- **EXERCISES TO COMPLETE**:
#1 In the passage about the Cultured Data Symposium, how many scholars and industry practitioners did attendees hear from?
#2 Continue the passage about the Cultured Data Symposium from the point where it stops.

- **SUPPLIED PASSAGE**:
§ §
Cultured Data Symposium: Bridging Areas of Scholarship

The growing datafication of cultural materials along with the explosion of new data generation, collection, and analysis practices create a new state of cultured data: culture as data, and data as a driver of culture. As more of our activities and cultural materials are transformed into data, emerging data science methods facilitate new ways of seeing and producing culture. However, data science is a mode of academic inquiry and an increasingly powerful tool in society, yet it is still not well understood by the majority of those whose lives are being affected by it. As an area of scholarship, it is full of creative potential and its ethical risks are only just beginning to be considered.

In order to help demystify data science and foster dialogue between this emerging field and the arts and humanities, the UC San Diego Library co-hosted the Cultured Data Symposium in February 2020 in collaboration with the Halıcıoğlu Data Science Institute, the Division of Arts & Humanities, and other campus partners. Co-organized by Robert Twomey, postdoctoral scholar at the Arthur C. Clarke Center for Human Imagination, and Erin Glass, former digital scholarship librarian, the symposium featured topical presentations, live performances, and art exhibitions both on and off campus. Symposium attendees heard from 18 scholars and industry practitioners, each of whom offered a diverse range of disciplinary perspectives on the challenges and opportunities of data science, the datafication of culture, and data-driven inquiry.
§ §
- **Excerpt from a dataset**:
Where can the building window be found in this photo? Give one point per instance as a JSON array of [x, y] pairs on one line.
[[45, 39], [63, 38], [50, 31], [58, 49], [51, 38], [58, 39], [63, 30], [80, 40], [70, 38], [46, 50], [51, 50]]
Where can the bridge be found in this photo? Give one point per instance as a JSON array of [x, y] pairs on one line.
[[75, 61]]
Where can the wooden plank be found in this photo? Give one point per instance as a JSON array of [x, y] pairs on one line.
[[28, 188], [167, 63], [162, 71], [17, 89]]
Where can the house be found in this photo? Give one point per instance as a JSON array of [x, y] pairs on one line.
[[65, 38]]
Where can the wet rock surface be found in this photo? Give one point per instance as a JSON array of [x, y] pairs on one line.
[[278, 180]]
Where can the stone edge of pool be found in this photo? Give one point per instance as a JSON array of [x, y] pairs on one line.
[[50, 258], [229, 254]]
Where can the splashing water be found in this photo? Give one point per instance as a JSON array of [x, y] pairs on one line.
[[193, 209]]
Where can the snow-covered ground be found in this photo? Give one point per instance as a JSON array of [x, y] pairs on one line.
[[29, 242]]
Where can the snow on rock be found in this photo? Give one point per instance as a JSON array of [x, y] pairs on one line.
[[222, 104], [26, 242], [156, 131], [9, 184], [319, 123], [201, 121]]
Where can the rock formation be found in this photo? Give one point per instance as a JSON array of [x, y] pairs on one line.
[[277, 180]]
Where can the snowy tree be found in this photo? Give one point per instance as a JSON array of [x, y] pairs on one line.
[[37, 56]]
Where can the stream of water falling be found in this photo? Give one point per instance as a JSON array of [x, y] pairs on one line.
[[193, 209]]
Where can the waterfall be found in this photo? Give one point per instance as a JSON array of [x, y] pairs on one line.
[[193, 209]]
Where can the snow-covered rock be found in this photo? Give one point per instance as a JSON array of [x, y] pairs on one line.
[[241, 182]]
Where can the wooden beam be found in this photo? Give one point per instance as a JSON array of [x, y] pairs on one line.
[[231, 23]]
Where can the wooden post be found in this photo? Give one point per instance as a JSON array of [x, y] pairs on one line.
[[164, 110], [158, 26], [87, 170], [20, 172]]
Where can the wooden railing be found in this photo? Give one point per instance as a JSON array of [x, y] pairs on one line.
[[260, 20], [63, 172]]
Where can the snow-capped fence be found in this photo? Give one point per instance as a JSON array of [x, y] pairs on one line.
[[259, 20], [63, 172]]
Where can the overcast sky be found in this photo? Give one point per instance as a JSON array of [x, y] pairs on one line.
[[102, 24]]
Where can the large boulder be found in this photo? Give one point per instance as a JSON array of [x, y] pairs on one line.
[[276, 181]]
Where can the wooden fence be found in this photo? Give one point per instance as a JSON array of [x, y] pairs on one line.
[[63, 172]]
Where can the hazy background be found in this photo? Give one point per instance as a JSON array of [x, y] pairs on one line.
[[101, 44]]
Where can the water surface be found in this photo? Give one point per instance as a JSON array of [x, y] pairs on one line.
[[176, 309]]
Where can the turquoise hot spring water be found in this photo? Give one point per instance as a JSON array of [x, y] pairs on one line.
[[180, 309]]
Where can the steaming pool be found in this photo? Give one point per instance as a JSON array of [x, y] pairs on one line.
§ §
- **RESPONSES TO THE EXERCISE**:
#1 18

#2
The first day of the symposium was hosted at the Qualcomm Institute and featured keynote speaker Shannon Mattern, professor of anthropology at the New School for Social Research. In her talk, Mattern discussed the paradoxical role of data-driven methods in environmental research and “green” technologies. The second day was hosted at the popular arts warehouse Bread & Salt in Barrio Logan and featured Jessica Marie Johnson, assistant professor in the Department of History at Johns Hopkins University, as the keynote.

Johnson delivered a talk on her work in black code studies and discussed ways black digital practice can offer alternate modes of responding to and utilizing emerging digital technologies. Other scholars discussed ways of using data-driven methods for humanistic inquiry, such as Monte Johnson and Jacobo Myerston in their presentations on using network analysis to make new discoveries in ancient philosophical history. Ryan Germick, principal designer at Google, discussed the ways creativity played a role in designing the personality of Google’s voice assistant in his talk.

Overall, the symposium helped attendees better understand the role of data science in research and everyday life while also showcasing the important tools and perspectives that the arts and humanities can offer the discipline. This event, however, has only touched the tip of the iceberg, and we hope there will be many more collaborations and interdisciplinary conversations to come. For more information about the symposium, visit cultureddata.net.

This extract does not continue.